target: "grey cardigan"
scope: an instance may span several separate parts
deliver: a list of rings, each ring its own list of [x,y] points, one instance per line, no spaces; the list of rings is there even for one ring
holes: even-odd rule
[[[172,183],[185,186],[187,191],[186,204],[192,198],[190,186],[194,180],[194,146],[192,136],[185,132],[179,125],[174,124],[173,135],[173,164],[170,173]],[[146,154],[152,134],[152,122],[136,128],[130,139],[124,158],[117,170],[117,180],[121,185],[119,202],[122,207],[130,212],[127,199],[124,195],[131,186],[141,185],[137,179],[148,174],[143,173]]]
^^^^^^^^^^^^^^^^
> Instructions for the task
Looking at the data above, give the number of lines that include "instance"; add nothing else.

> Answer to this problem
2